## Given task
Copy the lines of the records word for word, from the line that contains "of the guardrail" through the line that contains "[(669, 395)]".

## Entries from a pointing dataset
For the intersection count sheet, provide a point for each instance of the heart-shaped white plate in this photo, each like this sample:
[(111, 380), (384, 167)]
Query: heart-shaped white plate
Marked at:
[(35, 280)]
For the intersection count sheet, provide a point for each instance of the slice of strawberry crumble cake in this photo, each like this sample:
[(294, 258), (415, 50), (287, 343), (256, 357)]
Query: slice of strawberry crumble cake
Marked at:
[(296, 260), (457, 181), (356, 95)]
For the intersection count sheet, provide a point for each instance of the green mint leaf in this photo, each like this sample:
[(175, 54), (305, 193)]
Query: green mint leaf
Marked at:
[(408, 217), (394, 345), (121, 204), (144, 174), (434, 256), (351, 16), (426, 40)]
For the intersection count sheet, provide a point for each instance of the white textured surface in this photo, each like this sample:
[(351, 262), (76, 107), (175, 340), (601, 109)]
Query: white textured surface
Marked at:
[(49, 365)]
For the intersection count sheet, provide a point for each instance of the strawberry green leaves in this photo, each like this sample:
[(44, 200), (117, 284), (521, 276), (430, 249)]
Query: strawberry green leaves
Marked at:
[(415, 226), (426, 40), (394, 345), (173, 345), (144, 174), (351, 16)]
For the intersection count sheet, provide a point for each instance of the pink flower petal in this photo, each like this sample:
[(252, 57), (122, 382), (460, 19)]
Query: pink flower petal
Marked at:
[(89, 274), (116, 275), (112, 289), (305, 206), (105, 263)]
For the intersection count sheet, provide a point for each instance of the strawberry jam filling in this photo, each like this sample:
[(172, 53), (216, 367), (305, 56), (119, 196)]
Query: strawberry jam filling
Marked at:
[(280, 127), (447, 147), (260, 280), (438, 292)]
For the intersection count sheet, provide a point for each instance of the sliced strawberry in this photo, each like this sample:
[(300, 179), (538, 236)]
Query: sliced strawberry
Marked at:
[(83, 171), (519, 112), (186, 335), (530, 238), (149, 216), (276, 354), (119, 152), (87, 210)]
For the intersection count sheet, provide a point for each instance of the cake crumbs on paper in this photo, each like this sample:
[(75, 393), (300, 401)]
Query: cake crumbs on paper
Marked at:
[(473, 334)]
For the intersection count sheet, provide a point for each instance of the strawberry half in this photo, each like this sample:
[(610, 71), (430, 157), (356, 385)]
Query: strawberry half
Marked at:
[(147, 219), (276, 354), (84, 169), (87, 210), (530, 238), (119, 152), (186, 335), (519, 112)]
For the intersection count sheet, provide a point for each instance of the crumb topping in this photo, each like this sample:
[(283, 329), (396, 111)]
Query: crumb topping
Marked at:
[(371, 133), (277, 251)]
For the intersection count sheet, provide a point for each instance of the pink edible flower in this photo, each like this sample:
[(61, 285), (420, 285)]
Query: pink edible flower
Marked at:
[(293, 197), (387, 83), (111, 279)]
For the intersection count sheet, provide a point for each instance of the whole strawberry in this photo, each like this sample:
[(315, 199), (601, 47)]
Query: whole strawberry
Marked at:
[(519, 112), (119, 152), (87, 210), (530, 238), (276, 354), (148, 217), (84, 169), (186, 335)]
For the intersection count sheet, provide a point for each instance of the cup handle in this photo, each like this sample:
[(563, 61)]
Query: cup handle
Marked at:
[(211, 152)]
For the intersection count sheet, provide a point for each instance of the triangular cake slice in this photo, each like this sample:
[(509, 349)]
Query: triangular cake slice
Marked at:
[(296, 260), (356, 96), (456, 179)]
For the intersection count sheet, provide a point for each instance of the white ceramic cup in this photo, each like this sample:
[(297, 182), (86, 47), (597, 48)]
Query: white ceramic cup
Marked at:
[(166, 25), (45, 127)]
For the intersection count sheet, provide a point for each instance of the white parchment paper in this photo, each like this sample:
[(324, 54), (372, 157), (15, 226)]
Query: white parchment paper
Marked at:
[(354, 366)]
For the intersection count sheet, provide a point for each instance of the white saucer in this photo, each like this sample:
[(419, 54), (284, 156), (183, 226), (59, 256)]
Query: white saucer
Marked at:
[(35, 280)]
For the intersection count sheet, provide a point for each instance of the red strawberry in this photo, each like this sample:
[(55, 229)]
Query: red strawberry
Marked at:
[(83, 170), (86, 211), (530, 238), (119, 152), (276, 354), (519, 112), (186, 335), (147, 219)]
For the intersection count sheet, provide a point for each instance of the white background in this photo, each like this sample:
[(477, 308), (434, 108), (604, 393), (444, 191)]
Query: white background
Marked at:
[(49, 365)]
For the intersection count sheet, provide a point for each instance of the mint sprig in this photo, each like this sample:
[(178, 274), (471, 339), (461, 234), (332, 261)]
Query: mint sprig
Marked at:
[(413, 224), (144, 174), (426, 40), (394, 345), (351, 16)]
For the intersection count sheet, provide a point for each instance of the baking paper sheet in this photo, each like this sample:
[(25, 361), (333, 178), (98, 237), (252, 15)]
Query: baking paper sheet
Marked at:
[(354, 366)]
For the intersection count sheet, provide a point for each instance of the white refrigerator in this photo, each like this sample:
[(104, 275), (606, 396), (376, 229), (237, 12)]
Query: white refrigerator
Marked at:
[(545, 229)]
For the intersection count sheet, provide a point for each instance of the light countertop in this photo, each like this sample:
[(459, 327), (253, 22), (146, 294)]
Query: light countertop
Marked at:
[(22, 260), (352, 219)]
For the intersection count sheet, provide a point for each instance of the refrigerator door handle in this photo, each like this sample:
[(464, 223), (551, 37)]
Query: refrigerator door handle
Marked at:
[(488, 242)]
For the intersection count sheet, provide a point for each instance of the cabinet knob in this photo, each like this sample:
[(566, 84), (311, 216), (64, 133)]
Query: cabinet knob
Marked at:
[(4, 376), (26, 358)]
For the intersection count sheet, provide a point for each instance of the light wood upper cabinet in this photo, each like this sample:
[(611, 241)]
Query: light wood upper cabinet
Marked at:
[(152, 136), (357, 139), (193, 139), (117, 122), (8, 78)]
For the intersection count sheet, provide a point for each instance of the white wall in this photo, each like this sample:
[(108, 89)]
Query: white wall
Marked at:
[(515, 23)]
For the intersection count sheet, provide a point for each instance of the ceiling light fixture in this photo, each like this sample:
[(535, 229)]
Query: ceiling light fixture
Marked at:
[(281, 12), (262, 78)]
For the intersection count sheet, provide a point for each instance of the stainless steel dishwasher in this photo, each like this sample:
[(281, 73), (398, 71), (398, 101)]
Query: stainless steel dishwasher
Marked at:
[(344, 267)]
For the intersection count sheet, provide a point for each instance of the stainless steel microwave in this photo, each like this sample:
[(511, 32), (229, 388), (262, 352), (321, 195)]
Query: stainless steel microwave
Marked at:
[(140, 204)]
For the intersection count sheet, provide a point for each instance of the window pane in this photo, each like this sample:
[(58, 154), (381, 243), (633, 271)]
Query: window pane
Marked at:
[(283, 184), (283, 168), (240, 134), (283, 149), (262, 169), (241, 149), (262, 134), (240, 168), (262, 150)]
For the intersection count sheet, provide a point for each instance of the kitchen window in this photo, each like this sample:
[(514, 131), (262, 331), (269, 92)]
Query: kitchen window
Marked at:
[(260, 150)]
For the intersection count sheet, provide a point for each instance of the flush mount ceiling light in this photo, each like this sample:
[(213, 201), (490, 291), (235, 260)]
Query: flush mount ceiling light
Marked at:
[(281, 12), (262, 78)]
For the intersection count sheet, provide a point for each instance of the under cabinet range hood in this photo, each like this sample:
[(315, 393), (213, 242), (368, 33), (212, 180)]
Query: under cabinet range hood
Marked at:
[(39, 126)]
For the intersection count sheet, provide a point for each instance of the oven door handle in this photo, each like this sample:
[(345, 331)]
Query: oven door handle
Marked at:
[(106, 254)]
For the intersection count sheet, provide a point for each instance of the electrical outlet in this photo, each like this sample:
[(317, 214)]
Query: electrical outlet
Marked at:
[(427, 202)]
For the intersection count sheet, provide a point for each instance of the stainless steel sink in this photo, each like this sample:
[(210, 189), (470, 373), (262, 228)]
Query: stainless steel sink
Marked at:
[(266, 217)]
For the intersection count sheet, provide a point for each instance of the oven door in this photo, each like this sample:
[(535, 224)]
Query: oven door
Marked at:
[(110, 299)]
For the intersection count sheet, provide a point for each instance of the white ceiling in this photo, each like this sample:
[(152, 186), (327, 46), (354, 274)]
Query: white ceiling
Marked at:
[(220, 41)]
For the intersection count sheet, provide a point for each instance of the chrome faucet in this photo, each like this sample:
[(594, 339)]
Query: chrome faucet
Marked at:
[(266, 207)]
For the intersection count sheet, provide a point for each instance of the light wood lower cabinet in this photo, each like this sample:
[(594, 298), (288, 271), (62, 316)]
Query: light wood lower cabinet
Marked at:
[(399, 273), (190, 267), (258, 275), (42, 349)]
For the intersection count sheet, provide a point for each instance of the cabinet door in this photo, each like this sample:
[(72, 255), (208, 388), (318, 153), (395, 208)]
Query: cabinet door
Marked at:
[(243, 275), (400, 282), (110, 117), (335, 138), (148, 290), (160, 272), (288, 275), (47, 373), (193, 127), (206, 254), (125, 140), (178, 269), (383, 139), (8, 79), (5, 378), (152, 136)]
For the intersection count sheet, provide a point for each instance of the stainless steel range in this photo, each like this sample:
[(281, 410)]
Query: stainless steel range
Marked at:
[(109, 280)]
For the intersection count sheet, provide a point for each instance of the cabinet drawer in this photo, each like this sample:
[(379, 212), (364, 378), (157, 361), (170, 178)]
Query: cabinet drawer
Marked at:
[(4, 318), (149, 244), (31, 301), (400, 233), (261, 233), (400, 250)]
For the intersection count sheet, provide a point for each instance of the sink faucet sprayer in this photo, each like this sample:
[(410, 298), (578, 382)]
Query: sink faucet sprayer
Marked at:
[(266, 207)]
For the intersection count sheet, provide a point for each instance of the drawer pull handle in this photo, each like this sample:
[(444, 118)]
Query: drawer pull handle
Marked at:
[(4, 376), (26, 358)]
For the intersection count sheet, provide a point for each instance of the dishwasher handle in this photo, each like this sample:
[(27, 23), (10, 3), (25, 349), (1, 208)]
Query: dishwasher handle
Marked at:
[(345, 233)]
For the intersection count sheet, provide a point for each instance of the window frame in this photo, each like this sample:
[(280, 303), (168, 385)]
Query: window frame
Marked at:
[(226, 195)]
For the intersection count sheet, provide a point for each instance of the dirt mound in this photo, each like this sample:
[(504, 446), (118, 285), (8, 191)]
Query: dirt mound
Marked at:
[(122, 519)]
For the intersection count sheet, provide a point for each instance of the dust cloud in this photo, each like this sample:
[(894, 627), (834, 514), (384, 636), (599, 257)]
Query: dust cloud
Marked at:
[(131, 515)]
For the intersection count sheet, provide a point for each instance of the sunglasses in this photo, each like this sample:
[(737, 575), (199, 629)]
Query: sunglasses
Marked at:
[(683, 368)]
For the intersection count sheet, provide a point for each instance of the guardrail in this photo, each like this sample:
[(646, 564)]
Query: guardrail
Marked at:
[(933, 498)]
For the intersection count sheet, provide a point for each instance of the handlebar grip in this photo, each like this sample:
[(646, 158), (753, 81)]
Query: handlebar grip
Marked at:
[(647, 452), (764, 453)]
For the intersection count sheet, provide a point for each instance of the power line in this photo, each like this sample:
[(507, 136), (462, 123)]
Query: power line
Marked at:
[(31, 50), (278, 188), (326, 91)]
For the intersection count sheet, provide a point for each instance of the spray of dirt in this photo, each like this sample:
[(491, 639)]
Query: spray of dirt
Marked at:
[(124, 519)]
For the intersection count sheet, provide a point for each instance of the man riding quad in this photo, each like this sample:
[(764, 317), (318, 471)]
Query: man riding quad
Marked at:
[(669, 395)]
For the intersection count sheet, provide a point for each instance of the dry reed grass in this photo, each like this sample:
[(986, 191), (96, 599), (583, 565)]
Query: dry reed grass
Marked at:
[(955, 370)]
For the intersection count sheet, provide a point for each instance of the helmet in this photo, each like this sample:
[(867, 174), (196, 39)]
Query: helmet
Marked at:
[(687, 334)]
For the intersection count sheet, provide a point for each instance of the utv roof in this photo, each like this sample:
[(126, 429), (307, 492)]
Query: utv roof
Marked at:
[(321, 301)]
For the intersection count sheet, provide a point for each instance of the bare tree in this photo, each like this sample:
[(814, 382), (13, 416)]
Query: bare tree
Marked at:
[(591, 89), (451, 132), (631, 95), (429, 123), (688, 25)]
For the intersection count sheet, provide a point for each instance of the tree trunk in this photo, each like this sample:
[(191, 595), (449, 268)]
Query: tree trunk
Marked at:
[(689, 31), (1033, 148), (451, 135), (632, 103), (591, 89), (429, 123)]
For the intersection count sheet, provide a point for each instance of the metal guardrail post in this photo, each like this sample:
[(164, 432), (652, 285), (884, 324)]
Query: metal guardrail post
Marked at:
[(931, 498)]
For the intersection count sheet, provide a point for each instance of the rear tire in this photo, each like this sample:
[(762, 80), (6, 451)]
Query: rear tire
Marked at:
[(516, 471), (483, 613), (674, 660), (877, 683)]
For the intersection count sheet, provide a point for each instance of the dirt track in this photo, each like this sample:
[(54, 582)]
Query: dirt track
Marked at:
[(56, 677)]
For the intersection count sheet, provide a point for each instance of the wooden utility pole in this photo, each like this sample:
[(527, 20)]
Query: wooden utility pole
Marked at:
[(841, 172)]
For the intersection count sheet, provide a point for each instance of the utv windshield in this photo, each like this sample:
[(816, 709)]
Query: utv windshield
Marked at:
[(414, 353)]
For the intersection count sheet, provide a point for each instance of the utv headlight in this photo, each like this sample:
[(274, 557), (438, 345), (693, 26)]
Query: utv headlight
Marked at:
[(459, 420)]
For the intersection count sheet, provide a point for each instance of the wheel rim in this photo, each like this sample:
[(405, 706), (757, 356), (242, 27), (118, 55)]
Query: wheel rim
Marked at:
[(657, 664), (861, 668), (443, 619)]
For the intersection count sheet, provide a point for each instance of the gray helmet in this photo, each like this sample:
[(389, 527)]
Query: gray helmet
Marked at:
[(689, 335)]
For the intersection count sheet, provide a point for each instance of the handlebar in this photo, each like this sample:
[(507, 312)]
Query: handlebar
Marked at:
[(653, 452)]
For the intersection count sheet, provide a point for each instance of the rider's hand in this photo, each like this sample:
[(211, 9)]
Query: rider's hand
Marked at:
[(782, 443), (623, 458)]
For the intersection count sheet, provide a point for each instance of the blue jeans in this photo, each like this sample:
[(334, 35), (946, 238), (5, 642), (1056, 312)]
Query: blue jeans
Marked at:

## Exercise solution
For the intersection count sheet, provide a point for each instance of the guardrail in this photo, each like this sample:
[(646, 564)]
Query: guardrail
Marked at:
[(933, 498)]
For the intersection count sheet, provide a point for each instance of the handlebar grip in this photo, each like this sample:
[(646, 158), (753, 81)]
Query: handlebar grip
Marked at:
[(647, 452), (764, 453)]
For the intersection count sheet, provide a point for each instance of the power line in this photo, each like this sample:
[(507, 136), (462, 123)]
Query: power line
Marked at:
[(31, 50), (278, 188), (326, 91)]
For the intersection count sheet, provide a point for each instance of the spray of dirt in this photo, each like this sample:
[(491, 639)]
Query: spray of dirt
Marked at:
[(124, 519)]
For the intersection count sheet, provide a point for each instance of the man riding quad in this photo, each like this sample:
[(764, 317), (318, 471)]
Query: man riding quad
Marked at:
[(669, 395)]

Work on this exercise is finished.